▶ [O que fazer]: No texto sobre as reduções jesuíticas, reescreva o trecho que começa nas palavras "Cidade do Vaticano" e termina depois de "Paraguai e Bolívia.", substituindo "Missões Jesuíticas" por "Reduções Jesuíticas".

▶ [Texto extraído]:
Reduções jesuíticas duraram 159 anos, "pouco tempo para tanta coisa construída"


Cidade do Vaticano (RV) - O século XVII viu florescer na América do Sul uma das mais belas e utópicas experiências da história: as Missões Jesuíticas que se espalharam pelo sul do Brasil, Argentina, Paraguai e Bolívia.

O incrível patrimônio cultural e material levantado durou  apenas 159 anos, sendo destruído pelos conflitos de interesse entre as Coroas espanhola e portuguesa.

O trabalho da Companhia de Jesus e dos indígenas, especialmente guaranis, viu surgir uma sociedade próspera, com lavouras, criação de gado, fundição. Mas não somente. As construções e a arte, especialmente com o fim de catequese, tiveram a participação de artistas e intelectuais europeus, como nos conta a Prof. Claudete Boff, Mestre em História Latino-americana e docente do Curso de Arquitetura e Urbanismo da Universidade Regional Integrada do Alto Uruguai e das Missões (URI), de Santo Ângelo:

"Para as Reduções também vieram daqui da Itália, da Alemanha, enfim, de outros países, grandes intelectuais, que sabiam, entendiam da cultura, da escultura, da pintura, artistas. E esses jesuítas ou estes Irmãos jesuítas como Brasanelli, como João Batista Primoli, eles proporcionaram, trabalhando nas Reduções, ensinando nas oficinas, proporcionaram uma grande produção de imagens. Então elas eram muito ricas.

Segundo a pesquisadora Josefina Plá, do Paraguai, ela coloca que cada igreja tinha no mínimo cem imagens. E eram imagens também coloridas, as igrejas eram coloridas. Porque a gente tem que pensar o seguinte: os jesuítas saindo daqui, deste ambiente barroco que estava se vivendo aqui na Europa, e com todo o conhecimento deles, o que eles queriam? o que eles desejavam?

Eles desejavam fazer algo parecido na América. Então eles encontraram uma mão-de-obra disponível e toda esta questão visual também encantou o indígena e no caso assim, eu também entendo que, assim como o jesuíta persuadiu com a questão visual para conquistar estes indígenas para a fé cristã, o indígena se deixou persuadir, ele também se deixou levar por este encantamento da música, da poesia, do teatro, enfim, de todas as atividades que trabalharam muito a mente do indígena, para envolvê-lo nesta fé cristã e fazê-lo permanecer na Redução. Se bem que, pelos relatos históricos, a gente sabe que muitos indígenas saíam.

Não é que todos ficavam. Assim como alguns fugiam para a vida ancestral, outros aderiam à Redução. Então estes povoados eram fechados, só entravam os indígenas e os missionários. Os espanhóis  ou outros viajantes que passavam por ali, não tinham autorização para permanecer, a não ser três dias, de passagem, então era mais fácil fazer com que estes povoados florescessem, porque eles tinham uma unidade na administração, com a participação dos caciques indígenas, que também participavam da administração".

Entradas do conjunto de dados
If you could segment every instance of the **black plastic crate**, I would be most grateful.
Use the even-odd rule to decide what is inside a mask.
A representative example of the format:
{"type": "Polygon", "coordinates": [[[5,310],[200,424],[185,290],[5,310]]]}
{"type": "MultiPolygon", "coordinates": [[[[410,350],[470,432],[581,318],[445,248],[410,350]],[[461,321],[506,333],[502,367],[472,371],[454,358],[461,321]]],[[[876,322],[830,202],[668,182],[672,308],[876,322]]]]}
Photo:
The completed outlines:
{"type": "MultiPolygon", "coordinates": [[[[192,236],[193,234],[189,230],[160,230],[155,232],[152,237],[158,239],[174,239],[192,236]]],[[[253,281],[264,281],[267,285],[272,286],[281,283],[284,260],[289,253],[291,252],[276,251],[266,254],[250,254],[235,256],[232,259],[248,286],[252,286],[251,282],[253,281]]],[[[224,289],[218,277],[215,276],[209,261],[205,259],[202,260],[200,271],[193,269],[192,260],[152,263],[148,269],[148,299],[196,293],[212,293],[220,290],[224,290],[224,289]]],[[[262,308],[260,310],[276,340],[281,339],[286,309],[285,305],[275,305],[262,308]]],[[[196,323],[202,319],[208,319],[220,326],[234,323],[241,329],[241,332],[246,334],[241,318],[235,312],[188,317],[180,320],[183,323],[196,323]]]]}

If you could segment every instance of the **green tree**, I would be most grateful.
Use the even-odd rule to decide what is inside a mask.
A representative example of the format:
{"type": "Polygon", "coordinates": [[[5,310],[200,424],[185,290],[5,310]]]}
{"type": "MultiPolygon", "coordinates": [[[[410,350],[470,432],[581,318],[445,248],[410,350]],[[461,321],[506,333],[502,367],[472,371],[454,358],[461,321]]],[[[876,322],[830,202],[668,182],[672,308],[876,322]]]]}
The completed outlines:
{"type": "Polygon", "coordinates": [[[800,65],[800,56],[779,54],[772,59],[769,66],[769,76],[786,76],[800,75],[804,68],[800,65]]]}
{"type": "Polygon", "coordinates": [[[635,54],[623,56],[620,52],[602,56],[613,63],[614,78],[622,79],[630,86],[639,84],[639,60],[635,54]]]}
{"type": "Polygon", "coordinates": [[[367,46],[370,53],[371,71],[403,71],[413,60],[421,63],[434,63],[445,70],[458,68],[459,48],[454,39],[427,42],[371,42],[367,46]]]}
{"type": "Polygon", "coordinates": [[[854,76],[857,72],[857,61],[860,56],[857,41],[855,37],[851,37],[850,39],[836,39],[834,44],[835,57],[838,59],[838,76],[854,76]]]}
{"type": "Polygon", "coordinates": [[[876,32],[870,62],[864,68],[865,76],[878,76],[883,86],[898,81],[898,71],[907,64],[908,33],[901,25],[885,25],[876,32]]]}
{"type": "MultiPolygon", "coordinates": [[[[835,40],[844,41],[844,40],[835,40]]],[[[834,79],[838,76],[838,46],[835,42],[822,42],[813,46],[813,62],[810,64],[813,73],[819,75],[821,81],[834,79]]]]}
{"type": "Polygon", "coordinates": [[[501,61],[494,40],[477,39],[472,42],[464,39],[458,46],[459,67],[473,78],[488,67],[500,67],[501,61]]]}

▶ [Exercício concluído]:
Cidade do Vaticano (RV) - O século XVII viu florescer na América do Sul uma das mais belas e utópicas experiências da história: as Reduções Jesuíticas que se espalharam pelo sul do Brasil, Argentina, Paraguai e Bolívia.